— start MATERIAL TO PROCESS —

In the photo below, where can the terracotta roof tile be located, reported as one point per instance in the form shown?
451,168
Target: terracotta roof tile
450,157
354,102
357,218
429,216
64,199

— end MATERIAL TO PROCESS —

## TASK TO COMPLETE
Can you reproduce every row above word for word, keeping each line and its order unchanged?

## EXERCISE ANSWER
In the photo below, where can the terracotta roof tile be located, reported as one point per instance in the form shown?
451,168
Target: terracotta roof tile
450,157
354,102
357,218
429,216
64,199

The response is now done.